- [Excerpt]
Thursday, June 5, 2014

The Ranching Game

I spent a few days off the ranch and came home to an explosion of plant life. The orchard grass is waist high and all headed out. When did that happen? The annuals are already hardening off. Spring has barreled headfirst into summer.

The vegetable garden is starting to look lively. The peas and onions are up and the potatoes are just peeking through. I’m trying sweet yellow peppers and cabbage plants for a change.

Mark and I spent two days fencing in the mountains. We inherited an electric fence that needs lots of TLC. We tightened it after its winter rest and then tried to get it all charged. We each had a 4-wheeler and walkie-talkies and only got two-thirds of it hot.  

The hills are green upon green. The tiny white daisies, fleabane, are in bloom, as are bluebells and the loveliest of all, periwinkle camas. Part of the fence line goes up through the quakies. We followed a winding leaf-covered trail through the timber that looked like it had been landscaped just for us.

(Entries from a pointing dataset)
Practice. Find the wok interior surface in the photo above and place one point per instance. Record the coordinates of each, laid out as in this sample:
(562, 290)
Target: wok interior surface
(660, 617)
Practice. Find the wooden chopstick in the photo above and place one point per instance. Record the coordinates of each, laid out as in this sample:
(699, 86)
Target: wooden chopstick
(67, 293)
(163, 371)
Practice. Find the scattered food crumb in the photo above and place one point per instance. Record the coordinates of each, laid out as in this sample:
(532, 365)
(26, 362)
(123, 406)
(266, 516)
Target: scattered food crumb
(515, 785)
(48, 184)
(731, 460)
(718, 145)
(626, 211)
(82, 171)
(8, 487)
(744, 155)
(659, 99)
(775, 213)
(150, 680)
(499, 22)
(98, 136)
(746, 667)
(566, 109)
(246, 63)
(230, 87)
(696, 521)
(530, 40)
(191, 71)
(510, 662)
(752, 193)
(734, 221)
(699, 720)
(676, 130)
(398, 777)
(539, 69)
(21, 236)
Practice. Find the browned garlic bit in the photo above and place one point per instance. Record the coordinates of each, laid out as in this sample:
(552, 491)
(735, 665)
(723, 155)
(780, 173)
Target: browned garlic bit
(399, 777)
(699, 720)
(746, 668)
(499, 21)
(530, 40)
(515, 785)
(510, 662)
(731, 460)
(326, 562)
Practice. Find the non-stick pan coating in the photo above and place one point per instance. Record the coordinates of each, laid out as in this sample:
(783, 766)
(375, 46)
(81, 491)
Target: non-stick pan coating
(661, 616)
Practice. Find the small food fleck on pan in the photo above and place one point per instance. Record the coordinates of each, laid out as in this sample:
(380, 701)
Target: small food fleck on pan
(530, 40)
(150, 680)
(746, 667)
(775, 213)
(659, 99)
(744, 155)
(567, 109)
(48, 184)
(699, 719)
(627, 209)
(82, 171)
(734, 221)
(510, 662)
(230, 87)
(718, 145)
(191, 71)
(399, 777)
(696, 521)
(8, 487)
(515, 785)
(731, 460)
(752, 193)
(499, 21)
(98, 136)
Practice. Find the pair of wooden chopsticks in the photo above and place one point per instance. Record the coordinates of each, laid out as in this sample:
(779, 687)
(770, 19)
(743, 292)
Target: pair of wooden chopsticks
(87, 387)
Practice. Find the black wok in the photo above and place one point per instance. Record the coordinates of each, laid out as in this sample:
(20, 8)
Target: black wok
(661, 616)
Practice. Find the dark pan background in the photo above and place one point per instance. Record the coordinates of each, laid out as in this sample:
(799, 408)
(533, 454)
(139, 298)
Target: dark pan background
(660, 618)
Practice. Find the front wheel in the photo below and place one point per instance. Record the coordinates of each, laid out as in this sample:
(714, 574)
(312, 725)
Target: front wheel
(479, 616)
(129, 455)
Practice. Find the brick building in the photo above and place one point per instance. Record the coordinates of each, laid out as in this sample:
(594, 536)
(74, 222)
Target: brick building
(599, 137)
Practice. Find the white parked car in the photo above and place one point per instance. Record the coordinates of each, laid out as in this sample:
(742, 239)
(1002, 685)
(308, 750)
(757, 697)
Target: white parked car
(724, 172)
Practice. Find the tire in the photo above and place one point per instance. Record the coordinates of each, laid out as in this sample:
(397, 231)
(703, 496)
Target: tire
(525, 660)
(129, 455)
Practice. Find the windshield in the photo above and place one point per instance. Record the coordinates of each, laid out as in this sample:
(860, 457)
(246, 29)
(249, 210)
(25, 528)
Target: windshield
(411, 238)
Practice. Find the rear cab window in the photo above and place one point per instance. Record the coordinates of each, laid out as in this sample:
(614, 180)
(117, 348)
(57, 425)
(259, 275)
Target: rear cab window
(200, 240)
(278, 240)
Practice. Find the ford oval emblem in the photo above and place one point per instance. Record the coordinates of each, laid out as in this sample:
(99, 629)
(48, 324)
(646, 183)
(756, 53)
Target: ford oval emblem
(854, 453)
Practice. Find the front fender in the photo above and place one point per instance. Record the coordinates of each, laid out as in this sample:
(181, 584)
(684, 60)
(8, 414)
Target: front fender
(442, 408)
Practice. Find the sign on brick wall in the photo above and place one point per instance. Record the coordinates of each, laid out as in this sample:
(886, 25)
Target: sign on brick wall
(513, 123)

- [Written request A] From the ranch blog post, list every vegetable mentioned in the vegetable garden.
- [Written request B] Write the next part of the ranch blog post, picking up after its last sentence.

- [Written answer A] Peas, onions, potatoes, sweet yellow peppers, cabbage

- [Written answer B]
We stayed one night in the Meadow Creek cabin which was supposed to save us time, but with setbacks including a flat tire, we didn’t get home until dark. Now that the cattle are in the hills, it's a well beaten trail we travel back and forth. 

Sometimes it feels like Mark and I are trapped in the last of the old, struggling to transition to the new. We’ve complicated the ranch with more ground and more intensive management but can’t seem to get around it all. We embrace new technology only if it fits our philosophy of ranching. We like our old trucks and equipment, still irrigate largely with a shovel, and prefer pasture and “waste” ground to monoculture intensive farming. We would love to be totally pasture and range, but our valley ground is too valuable not to farm. Add dry conditions to the picture and it really gets complicated.

The fencing scenario in the mountains rings true for the whole ranch. Rusted barbed wire remains alongside new high-tensile wires for carrying electricity. Each time we tend the fence we have to carry supplies for fixing the old along with supplies for maintaining the new. Sometimes a stray barbed wire grabs a high tensile wire and shorts the whole line. I can’t help but see the analogy of that!

Navigating this vortex we find ourselves in is confounding. How do we balance the needs of the two older generations who live on the ranch with our own needs, and also look ahead to creating/maintaining a ranch that is viable for our kids and hopefully grandkids? It’s not for the weak of heart.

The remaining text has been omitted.